> **DIRECTIONS**:
Take the entries below and retype them exactly.

Excerpts from a dataset:
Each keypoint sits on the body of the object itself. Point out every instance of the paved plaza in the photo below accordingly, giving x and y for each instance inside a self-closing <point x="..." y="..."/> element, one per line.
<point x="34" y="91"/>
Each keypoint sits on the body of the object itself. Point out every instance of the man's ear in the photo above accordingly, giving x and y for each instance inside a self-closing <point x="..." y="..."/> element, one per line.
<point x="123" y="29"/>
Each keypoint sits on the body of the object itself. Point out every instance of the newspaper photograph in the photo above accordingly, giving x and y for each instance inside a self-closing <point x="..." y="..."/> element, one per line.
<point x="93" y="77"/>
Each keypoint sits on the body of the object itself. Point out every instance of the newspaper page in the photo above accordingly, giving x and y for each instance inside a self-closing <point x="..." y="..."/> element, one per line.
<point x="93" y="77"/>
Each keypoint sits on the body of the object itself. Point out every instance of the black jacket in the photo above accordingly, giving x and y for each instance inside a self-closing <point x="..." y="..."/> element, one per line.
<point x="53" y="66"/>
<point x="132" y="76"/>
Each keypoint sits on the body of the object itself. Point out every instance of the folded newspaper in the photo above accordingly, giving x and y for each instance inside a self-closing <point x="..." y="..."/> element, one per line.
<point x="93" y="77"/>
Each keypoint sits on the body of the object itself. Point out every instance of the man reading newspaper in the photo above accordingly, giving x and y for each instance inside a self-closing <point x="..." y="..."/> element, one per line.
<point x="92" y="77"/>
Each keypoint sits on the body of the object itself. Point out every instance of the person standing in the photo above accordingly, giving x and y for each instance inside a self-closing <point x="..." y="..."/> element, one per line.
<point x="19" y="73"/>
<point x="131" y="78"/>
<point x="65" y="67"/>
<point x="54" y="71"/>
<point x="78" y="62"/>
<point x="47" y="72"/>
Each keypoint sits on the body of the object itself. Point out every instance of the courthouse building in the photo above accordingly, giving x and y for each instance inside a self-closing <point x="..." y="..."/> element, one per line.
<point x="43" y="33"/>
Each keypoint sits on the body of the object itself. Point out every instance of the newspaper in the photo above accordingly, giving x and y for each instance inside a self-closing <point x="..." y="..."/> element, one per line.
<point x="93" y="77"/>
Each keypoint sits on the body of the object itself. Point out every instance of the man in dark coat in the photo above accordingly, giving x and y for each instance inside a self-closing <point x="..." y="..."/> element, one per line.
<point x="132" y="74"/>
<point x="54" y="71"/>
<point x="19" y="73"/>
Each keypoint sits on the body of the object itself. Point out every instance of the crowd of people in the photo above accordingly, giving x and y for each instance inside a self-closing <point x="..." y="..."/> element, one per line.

> **SOLUTION**:
Each keypoint sits on the body of the object itself. Point out every instance of the paved plaza in the photo below accordingly, giving x and y for each instance inside a self-closing <point x="..." y="..."/> element, one per line.
<point x="34" y="91"/>
Each keypoint sits on the body of the object itself. Point out every instance of the man's ear in the photo above accordingly, giving x and y for each instance inside a self-closing <point x="..." y="..."/> element, one per line.
<point x="123" y="29"/>
Each keypoint sits on the body of the object itself. Point out every instance of the newspaper photograph in the photo above accordingly, giving x and y for each instance inside a self-closing <point x="..." y="..."/> element, one per line.
<point x="93" y="77"/>
Each keypoint sits on the body of the object itself. Point out every instance of the newspaper page in the photo above accordingly, giving x and y for each instance inside a self-closing <point x="..." y="..."/> element, one per line.
<point x="93" y="77"/>
Each keypoint sits on the body of the object itself. Point out every instance of the black jacket in the photo above accordingly, giving x and y for each instance inside a self-closing <point x="..." y="..."/> element, one per line.
<point x="53" y="66"/>
<point x="132" y="76"/>
Each keypoint sits on the body of the object itself. Point out every instance of the folded newspaper in the photo above accordingly, giving x and y for each instance inside a self-closing <point x="..." y="..."/> element, one per line.
<point x="93" y="77"/>
Each keypoint sits on the body of the object itself. Point out every instance of the man reading newspaper in the photo above accordingly, giving x and y for each instance inside a self-closing <point x="..." y="..."/> element, one per line.
<point x="92" y="77"/>
Each keypoint sits on the body of the object itself. Point out every instance of the person standing in the photo above accordingly, giving x and y for each instance inside a self-closing <point x="..." y="..."/> element, one per line.
<point x="19" y="73"/>
<point x="131" y="78"/>
<point x="65" y="67"/>
<point x="54" y="71"/>
<point x="78" y="62"/>
<point x="47" y="72"/>
Each keypoint sits on the body of the object itself. Point out every instance of the courthouse building in the photo above accordingly, giving x and y for each instance inside a self-closing <point x="..." y="..."/> element, one per line.
<point x="43" y="33"/>
Each keypoint sits on the body of the object itself. Point out every instance of the newspaper in the photo above accordingly, giving x and y for each instance inside a self-closing <point x="..." y="..."/> element, one per line.
<point x="93" y="77"/>
Each keypoint sits on the body of the object itself. Point out every instance of the man in dark coat in the photo above accordingly, giving x and y for each instance inside a self-closing <point x="..." y="..."/> element, one per line.
<point x="132" y="74"/>
<point x="54" y="71"/>
<point x="19" y="73"/>
Each keypoint sits on the body of the object itself. Point out every instance of the crowd of people in the photo above accordingly, giving x and y for each instance inside a self-closing <point x="..." y="..."/> element, one per line.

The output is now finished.